- [QUOTED PASSAGE]
▼
I taught for two years and my bilingual 4th graders were always getting Gym and not computer class; computer class was always reserved for the so-called "Gifted and Talented" classes. Third year, I had to see the Principal. "I let this happen for two years," I said, "now I want my kids to learn computers." He said that it was my job to teach them English. I had to fight tooth and nail for them to get a computer, period.

The inner city public schools are a constant battleground where small wars are waged daily just to get kids the tools they need to see past their circumstances. Change is going to come only if we make it happen. Frederick Douglass said, "Power will never be given to you. It will always have to be fought for and demanded." I think that now the Latin community is more aware of this, but it is still an uphill battle. Though we’ve made some progress, you are basically still talking about a population with very little wealth, one that’s outnumbered and outgunned.

Q: What writers have inspired you to write?

A: There are so many writers that I couldn’t name them all. Bodega Dreams is an homage to the Nuyorican poets of the 70’s: Lucky Cienfuegos with his rhythmic, "Rockefeller, Rockefeller, Genocide Genocide"; Miguel Pinero’s plays; Pedro Pietri’s "Puerto Rican Obituary"; Sandra Maria Estevez’ "My People Are All About Jam"; Shorty
Bon Bon, "Junky’s Heaven".
▲
- [THE TASK] Could you retype the entire interview excerpt word for word? Work from the interview excerpt alone.

- [Extracted data entries]
▼
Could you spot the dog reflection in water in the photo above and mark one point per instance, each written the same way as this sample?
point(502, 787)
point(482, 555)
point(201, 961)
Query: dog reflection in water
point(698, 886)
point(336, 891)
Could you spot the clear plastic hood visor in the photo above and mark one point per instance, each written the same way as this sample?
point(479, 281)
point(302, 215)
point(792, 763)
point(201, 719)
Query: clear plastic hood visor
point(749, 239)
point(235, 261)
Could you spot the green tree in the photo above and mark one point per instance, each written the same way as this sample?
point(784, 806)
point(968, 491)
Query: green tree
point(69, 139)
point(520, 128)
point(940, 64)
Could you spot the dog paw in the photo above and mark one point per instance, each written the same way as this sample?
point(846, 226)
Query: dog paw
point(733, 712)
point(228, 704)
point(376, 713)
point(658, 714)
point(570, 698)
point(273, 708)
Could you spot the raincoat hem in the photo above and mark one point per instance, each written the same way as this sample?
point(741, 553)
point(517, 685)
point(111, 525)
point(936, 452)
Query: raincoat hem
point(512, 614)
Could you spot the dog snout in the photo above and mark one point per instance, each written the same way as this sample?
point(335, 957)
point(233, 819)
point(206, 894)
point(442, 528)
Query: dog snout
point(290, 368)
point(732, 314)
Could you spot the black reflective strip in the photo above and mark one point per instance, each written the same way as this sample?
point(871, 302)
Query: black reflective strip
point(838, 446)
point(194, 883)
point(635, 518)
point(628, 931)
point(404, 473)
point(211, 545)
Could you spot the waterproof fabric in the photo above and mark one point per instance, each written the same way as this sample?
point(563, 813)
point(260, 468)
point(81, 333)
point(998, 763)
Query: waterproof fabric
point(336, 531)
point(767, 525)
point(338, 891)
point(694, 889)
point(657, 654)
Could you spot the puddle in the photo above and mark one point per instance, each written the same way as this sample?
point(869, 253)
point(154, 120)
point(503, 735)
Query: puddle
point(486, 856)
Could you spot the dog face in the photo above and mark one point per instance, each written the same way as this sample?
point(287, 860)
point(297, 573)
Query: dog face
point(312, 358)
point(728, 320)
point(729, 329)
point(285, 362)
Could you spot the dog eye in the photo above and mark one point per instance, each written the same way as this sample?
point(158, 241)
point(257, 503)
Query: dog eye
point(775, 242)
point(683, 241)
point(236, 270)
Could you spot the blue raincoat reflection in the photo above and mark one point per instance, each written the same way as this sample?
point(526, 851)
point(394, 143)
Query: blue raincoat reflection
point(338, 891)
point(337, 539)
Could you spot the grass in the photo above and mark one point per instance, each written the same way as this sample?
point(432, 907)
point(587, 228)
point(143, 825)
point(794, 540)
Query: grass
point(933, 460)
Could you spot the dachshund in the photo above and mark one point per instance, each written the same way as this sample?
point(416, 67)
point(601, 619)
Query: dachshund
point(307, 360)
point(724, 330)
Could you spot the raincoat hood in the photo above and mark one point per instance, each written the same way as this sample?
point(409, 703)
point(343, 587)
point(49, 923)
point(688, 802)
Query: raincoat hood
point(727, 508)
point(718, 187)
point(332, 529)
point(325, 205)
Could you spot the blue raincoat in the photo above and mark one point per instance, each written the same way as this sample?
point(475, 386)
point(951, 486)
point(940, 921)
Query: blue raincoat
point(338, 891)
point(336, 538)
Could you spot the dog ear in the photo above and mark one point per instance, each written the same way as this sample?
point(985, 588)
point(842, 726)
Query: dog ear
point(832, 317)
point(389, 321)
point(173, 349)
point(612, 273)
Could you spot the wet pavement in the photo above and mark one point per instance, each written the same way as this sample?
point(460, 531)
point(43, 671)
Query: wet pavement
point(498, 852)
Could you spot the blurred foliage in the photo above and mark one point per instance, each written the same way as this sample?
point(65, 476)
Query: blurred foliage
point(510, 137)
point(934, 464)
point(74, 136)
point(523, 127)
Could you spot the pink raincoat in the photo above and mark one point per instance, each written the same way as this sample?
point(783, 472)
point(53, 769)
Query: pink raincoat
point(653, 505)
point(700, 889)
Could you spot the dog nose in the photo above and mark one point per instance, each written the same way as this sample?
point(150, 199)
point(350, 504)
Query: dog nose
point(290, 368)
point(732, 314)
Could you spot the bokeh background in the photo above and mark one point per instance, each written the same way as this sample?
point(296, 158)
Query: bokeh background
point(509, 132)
▲
- [ANSWER TO THIS TASK]
I taught for two years and my bilingual 4th graders were always getting Gym and not computer class; computer class was always reserved for the so-called "Gifted and Talented" classes. Third year, I had to see the Principal. "I let this happen for two years," I said, "now I want my kids to learn computers." He said that it was my job to teach them English. I had to fight tooth and nail for them to get a computer, period.

The inner city public schools are a constant battleground where small wars are waged daily just to get kids the tools they need to see past their circumstances. Change is going to come only if we make it happen. Frederick Douglass said, "Power will never be given to you. It will always have to be fought for and demanded." I think that now the Latin community is more aware of this, but it is still an uphill battle. Though we’ve made some progress, you are basically still talking about a population with very little wealth, one that’s outnumbered and outgunned.

Q: What writers have inspired you to write?

A: There are so many writers that I couldn’t name them all. Bodega Dreams is an homage to the Nuyorican poets of the 70’s: Lucky Cienfuegos with his rhythmic, "Rockefeller, Rockefeller, Genocide Genocide"; Miguel Pinero’s plays; Pedro Pietri’s "Puerto Rican Obituary"; Sandra Maria Estevez’ "My People Are All About Jam"; Shorty
Bon Bon, "Junky’s Heaven".